* Records supplied *
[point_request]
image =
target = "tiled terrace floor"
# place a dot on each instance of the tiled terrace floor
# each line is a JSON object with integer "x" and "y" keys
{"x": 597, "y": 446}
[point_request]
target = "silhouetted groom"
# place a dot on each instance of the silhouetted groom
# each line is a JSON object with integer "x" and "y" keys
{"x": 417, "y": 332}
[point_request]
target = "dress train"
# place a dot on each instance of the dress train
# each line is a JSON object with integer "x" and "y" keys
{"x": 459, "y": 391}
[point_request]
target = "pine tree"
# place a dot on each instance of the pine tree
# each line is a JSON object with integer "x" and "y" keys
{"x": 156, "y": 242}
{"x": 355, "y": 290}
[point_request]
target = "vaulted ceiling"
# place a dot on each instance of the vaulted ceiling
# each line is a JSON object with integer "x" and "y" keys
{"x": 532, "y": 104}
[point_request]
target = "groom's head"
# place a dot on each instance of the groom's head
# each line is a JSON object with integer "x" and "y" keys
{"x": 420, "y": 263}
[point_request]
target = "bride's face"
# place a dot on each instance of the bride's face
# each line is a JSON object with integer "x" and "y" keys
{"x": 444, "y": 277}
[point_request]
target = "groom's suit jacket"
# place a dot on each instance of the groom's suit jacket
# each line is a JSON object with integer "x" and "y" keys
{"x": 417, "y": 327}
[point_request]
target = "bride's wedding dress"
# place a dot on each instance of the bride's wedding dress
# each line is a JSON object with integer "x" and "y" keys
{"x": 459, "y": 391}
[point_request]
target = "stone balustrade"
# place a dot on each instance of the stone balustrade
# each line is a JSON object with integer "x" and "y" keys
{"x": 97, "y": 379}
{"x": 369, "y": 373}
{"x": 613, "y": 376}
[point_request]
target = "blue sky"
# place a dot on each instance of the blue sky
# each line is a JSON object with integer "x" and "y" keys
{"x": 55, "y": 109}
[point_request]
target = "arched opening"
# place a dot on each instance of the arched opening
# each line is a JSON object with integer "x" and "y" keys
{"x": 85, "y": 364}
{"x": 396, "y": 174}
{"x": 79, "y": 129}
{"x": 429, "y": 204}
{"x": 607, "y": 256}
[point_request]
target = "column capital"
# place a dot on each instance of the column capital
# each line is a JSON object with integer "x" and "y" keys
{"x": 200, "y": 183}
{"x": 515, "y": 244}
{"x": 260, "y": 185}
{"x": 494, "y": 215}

* What is required *
Write out every entry verbatim.

* Solution for this problem *
[point_request]
image =
target = "tiled terrace floor"
# place a dot on each instance of the tiled terrace floor
# each line is a JSON object with integer "x" and "y" keys
{"x": 597, "y": 446}
[point_request]
target = "silhouetted groom"
# place a dot on each instance of the silhouetted groom
# each line is a JSON object with integer "x" and "y" keys
{"x": 417, "y": 332}
[point_request]
target = "dress train"
# place a dot on each instance of the dress train
# each line is a JSON object with integer "x" and "y" keys
{"x": 459, "y": 391}
[point_request]
target = "pine tree"
# place a dot on each instance of the pine tree
# each line is a JSON object with integer "x" and "y" keys
{"x": 156, "y": 242}
{"x": 355, "y": 290}
[point_request]
target = "vaulted ceiling"
# place a dot on each instance of the vaulted ceiling
# each line is a JSON object with integer "x" and "y" keys
{"x": 532, "y": 104}
[point_request]
target = "groom's head"
# place a dot on each instance of the groom's head
# each line is a JSON object with integer "x" and "y" keys
{"x": 420, "y": 263}
[point_request]
target = "bride's face"
# place a dot on each instance of the bride's face
# each line is a JSON object with integer "x" and "y" keys
{"x": 444, "y": 277}
[point_request]
target = "groom's suit jacket"
# place a dot on each instance of the groom's suit jacket
# each line is a JSON object with integer "x" and "y" keys
{"x": 417, "y": 327}
[point_request]
target = "bride's wedding dress"
# place a dot on each instance of the bride's wedding dress
# each line is a JSON object with integer "x" and "y" keys
{"x": 459, "y": 391}
[point_request]
target = "stone balustrade"
# place a dot on each instance of the stone balustrade
# each line is a JSON object with integer "x" and "y" keys
{"x": 97, "y": 379}
{"x": 369, "y": 373}
{"x": 613, "y": 376}
[point_request]
target = "blue sky"
# place a dot on each instance of the blue sky
# each line is a JSON object with integer "x" and "y" keys
{"x": 55, "y": 109}
[point_request]
target = "arched opening"
# place a dot on each instance of the arched opening
# each line is a JSON object with integer "x" and "y" keys
{"x": 85, "y": 364}
{"x": 396, "y": 174}
{"x": 79, "y": 129}
{"x": 429, "y": 204}
{"x": 607, "y": 256}
[point_request]
target = "column capital"
# place a dot on each instance of the column capital
# each line is a JSON object with integer "x" and "y" keys
{"x": 200, "y": 183}
{"x": 515, "y": 244}
{"x": 260, "y": 185}
{"x": 494, "y": 215}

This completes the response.